■ Questions:
**1)** For each statement below, say whether it agrees with the tick surveillance summary. Answer yes or no, and quote the words of the summary that decide it. (a) The ticks were tested by PCR for B. burgdorferi at the Laboratoire de santé publique du Québec. (b) The number of ticks submitted rose from 174 in 2008 to 962 in 2014. (c) The ticks submitted were mostly adult males.
**2)** According to the tick surveillance summary, what was the B. burgdorferi infection prevalence in the submitted ticks in 2014?
**3)** Extend the tick surveillance summary, starting after its final sentence.

Ixodes scapularis, the main vector of Borrelia burgdorferi, the spirochetal agent of Lyme disease, is expanding its range in southern Canada and bringing risk to the public from Lyme disease.
The aims of this study were to (i) describe how risk of Lyme disease in Quebec, Canada, has changed from 2008 to 2014 by analysis of the number of tick submissions, the geographic scope of ticks submitted and the prevalence of B. burgdorferi in ticks removed from people and submitted through the Quebec passive tick surveillance program and (ii) explore whether exposure to ticks is influenced by age and sex.
Ticks were collected from 2008 to 2014 in a passive surveillance program conducted by the Laboratoire de santé publique du Québec (LSPQ), and tested by PCR for B. burgdorferi at the National Microbiology Laboratory.
The number of ticks submitted each year more than quadrupled during the study period (from 174 in 2008 to 962 in 2014), increases in the geographic range and geographic uniformity of submissions amongst municipalities were observed, and infection prevalence in the ticks (mostly adult females) submitted rose from 5.9% in 2008 to 18.1% in 2014. These data are consistent with outcomes from active surveillance for blacklegged ticks.

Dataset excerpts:
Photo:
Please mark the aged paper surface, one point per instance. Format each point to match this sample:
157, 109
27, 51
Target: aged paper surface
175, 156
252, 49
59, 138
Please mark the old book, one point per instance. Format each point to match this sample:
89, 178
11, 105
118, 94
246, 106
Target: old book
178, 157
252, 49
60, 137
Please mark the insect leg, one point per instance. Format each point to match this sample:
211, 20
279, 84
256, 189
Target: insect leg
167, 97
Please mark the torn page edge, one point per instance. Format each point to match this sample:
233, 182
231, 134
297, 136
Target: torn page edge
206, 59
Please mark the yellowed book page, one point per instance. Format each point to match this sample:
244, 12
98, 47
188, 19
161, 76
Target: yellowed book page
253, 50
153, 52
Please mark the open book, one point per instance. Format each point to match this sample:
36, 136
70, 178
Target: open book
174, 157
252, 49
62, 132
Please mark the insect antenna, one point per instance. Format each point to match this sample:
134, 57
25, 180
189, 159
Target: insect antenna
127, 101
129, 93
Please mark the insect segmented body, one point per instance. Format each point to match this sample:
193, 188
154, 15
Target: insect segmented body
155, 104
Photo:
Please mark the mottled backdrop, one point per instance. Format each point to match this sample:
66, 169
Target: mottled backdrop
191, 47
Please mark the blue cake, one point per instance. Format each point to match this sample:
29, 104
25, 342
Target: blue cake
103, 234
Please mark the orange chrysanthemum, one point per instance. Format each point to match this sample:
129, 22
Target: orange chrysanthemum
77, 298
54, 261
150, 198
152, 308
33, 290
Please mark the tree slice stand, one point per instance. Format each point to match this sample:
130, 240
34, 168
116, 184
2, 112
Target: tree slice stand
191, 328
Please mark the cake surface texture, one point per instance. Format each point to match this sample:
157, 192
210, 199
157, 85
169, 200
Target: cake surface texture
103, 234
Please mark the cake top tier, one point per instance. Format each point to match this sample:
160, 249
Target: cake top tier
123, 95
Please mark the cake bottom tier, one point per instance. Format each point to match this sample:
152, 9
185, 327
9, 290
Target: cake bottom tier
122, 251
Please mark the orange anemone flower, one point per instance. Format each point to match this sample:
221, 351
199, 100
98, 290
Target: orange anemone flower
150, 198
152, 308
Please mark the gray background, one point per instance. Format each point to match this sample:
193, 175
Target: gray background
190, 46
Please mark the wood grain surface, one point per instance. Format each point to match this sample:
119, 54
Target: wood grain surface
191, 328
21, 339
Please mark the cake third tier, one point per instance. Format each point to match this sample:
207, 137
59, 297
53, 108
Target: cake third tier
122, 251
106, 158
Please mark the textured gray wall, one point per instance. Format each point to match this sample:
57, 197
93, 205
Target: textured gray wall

■ Answer list:
**1)**
(a) No: "tested by PCR for B. burgdorferi at the National Microbiology Laboratory."
(b) Yes: "from 174 in 2008 to 962 in 2014"
(c) No: "mostly adult females"

**2)** 18.1%

**3)**
More men (54.4%) than women (45.6%) were bitten by I. scapularis ticks and the frequency of tick submission was highest in children under 15 years of age and in the adults 50-70 years old.
These findings demonstrate the utility of conducting passive tick surveillance using humans and provides information on risk groups (i.e., males, children under 15, adults older than 50, and those living in the more southern parts of the province) to which information on personal protection and tick-bite prevention should be most strongly targeted.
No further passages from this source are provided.